Word for word, retype every line of the data.

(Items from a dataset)
--- START ---

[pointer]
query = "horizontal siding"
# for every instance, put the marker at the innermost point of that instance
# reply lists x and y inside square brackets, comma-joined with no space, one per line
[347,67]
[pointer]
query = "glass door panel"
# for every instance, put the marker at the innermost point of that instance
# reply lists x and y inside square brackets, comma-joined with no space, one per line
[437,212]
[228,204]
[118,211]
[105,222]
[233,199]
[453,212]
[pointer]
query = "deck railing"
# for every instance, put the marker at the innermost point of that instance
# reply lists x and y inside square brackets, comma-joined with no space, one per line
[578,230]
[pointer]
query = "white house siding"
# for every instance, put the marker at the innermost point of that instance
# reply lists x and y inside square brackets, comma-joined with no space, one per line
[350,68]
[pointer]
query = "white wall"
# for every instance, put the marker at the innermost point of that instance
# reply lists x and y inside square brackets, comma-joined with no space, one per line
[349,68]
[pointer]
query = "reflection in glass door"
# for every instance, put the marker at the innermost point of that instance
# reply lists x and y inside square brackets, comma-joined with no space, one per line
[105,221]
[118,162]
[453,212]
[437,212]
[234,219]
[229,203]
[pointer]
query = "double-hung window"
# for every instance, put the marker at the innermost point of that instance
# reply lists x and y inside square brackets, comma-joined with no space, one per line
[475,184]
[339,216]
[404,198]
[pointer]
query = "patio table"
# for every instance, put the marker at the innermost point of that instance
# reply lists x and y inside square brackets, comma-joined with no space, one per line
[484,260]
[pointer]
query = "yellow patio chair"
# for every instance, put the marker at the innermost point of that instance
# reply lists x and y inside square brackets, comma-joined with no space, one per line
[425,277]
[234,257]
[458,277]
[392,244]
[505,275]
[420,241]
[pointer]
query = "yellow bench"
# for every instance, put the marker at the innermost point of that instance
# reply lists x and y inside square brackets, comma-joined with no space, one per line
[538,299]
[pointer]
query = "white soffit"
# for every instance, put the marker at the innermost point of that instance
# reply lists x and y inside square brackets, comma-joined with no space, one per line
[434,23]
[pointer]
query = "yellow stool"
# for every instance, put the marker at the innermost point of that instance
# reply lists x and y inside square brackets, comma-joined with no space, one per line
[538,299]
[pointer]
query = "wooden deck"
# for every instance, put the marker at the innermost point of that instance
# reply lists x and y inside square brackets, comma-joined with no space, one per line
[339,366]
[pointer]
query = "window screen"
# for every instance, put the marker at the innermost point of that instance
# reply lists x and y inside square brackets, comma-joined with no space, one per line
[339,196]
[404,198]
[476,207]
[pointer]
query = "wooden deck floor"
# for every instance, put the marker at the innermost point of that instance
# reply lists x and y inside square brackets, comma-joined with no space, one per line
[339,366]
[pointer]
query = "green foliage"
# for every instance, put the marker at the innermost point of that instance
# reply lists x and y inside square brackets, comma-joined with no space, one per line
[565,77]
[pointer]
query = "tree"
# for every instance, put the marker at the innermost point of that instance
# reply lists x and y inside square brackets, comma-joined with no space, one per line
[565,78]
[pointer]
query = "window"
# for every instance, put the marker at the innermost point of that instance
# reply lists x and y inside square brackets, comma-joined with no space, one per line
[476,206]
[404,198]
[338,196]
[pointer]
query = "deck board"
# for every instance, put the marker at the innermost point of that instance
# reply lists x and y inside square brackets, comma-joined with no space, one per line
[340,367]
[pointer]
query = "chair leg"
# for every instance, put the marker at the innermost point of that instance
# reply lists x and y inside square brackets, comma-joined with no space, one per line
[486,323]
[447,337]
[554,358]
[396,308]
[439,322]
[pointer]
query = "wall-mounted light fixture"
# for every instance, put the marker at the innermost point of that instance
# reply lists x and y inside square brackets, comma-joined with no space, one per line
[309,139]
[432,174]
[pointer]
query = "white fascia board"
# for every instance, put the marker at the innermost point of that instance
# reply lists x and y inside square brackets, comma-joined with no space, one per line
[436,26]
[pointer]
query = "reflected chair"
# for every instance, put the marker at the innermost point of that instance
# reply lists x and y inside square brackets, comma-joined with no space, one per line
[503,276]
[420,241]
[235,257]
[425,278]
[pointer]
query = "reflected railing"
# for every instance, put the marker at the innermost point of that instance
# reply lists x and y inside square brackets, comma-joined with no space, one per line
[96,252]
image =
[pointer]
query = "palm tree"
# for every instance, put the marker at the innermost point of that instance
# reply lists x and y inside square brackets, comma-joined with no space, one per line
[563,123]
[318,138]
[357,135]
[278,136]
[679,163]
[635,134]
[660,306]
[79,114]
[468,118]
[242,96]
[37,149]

--- END ---

[Your solution]
[pointer]
query = "horizontal siding"
# for every instance, put the marker at the innermost point of that instance
# reply lists x and y inside square brackets, comma-joined with no space, one per line
[347,67]
[pointer]
query = "glass door panel"
# for every instance, put the marker at the innermost point of that instance
# reply lists x and y inside square brackets, comma-joined with no space, one per line
[437,212]
[228,204]
[118,211]
[105,222]
[233,199]
[453,212]
[pointer]
query = "deck railing"
# for every instance, put the marker at the innermost point of that instance
# reply lists x and y inside square brackets, comma-joined with no space, one per line
[578,230]
[pointer]
query = "white house siding"
# for every instance, put the marker at the innermost point of that instance
# reply lists x and y inside square brackets, comma-joined with no space, one per line
[350,68]
[pointer]
query = "white wall"
# for every instance, put the marker at the innermost point of that instance
# reply lists x and y inside square brackets, comma-joined with no space, one per line
[349,68]
[pointer]
query = "reflection in glass door"
# for every instance, put the marker at the innermost point of that instance
# reply lists x and y inside square brackets, comma-joined with no space, one per line
[105,221]
[118,162]
[453,212]
[437,212]
[234,219]
[229,203]
[pointer]
query = "double-hung window"
# for every instance, put the marker at the innermost point of that instance
# reply lists x and y inside square brackets, comma-joined with no space, one per line
[475,184]
[339,216]
[404,198]
[pointer]
query = "patio table"
# for every instance, put the marker at the innermost point of that instance
# reply lists x and y inside square brackets, comma-joined with no space, one per line
[484,260]
[pointer]
query = "yellow patio chair"
# for every instance, put the marker at the innermost point of that instance
# reply lists x and y inside square brackets, comma-joined with no space, one per line
[425,277]
[234,257]
[458,277]
[392,244]
[505,275]
[420,241]
[pointer]
query = "yellow bench"
# for every instance, put the marker at the innermost point of that instance
# reply lists x and y inside square brackets, comma-joined with no space, one per line
[538,299]
[pointer]
query = "white soffit"
# for every instance, put the marker at the innermost point of that instance
# reply lists x and y inside square brackets, comma-joined with no space, one per line
[434,23]
[pointer]
query = "yellow stool"
# for every instance, put the marker at the innermost point of that instance
# reply lists x and y inside square brackets, comma-joined with no space, one per line
[538,299]
[pointer]
query = "wooden deck"
# for every instance, put the marker at the innermost point of that instance
# reply lists x and y inside square brackets, comma-joined with no space, one per line
[339,366]
[pointer]
query = "window screen"
# for every instance, put the marker at the innermost point of that instance
# reply lists x and y inside square brackets, comma-joined with no space, one per line
[339,196]
[404,198]
[476,207]
[pointer]
query = "wooden deck floor"
# for every instance, put the marker at the innermost point of that instance
# reply lists x and y inside square brackets, comma-joined with no space, one per line
[339,366]
[pointer]
query = "green foliage"
# for every instance, put the marker at the innermost point of that instance
# reply lists x and y inside square brackets, comma-joined with no space, one per line
[565,77]
[pointer]
query = "tree"
# for every instance, put the marker at the innermost point of that instance
# reply lists x and y inside square brackets, comma-joined with no space, one per line
[565,78]
[pointer]
query = "window"
# for every instance, put the marker at the innermost point of that instance
# reply lists x and y inside square brackets, comma-joined with no space, one per line
[476,206]
[404,198]
[338,196]
[pointer]
query = "deck board"
# for every instance, put the marker at the innermost point of that instance
# reply lists x and y inside square brackets, comma-joined with no space, one per line
[340,367]
[pointer]
query = "chair leg"
# for every instance, put the marker at the innermost point of that instance
# reply lists x and y inside square brackets, comma-joined with no space, one per line
[486,323]
[447,337]
[554,358]
[396,308]
[439,322]
[pointer]
query = "wall-mounted light fixture"
# for every instance, put the marker at the innermost point of that instance
# reply lists x and y inside square brackets, comma-joined with no space, one per line
[309,139]
[432,174]
[pointer]
query = "white fascia board"
# for every instance, put the marker at the innermost point of that instance
# reply lists x and y inside square brackets, comma-joined with no space, one per line
[436,26]
[pointer]
query = "reflected chair"
# for every instance, put the marker at the innermost point of that instance
# reply lists x and y inside square brackets, comma-joined with no space, one per line
[503,276]
[420,241]
[235,257]
[425,278]
[pointer]
query = "reflected railing"
# for every instance, put the marker at the innermost point of that instance
# reply lists x and y inside square brackets, comma-joined with no space, one per line
[96,252]
image =
[pointer]
query = "palm tree"
# for every instance, put the marker at the innermost point of that instance
# reply lists x and y inside square brackets, comma-joined with no space, one per line
[563,123]
[318,138]
[357,135]
[278,136]
[679,163]
[635,134]
[660,306]
[79,114]
[468,118]
[242,96]
[37,149]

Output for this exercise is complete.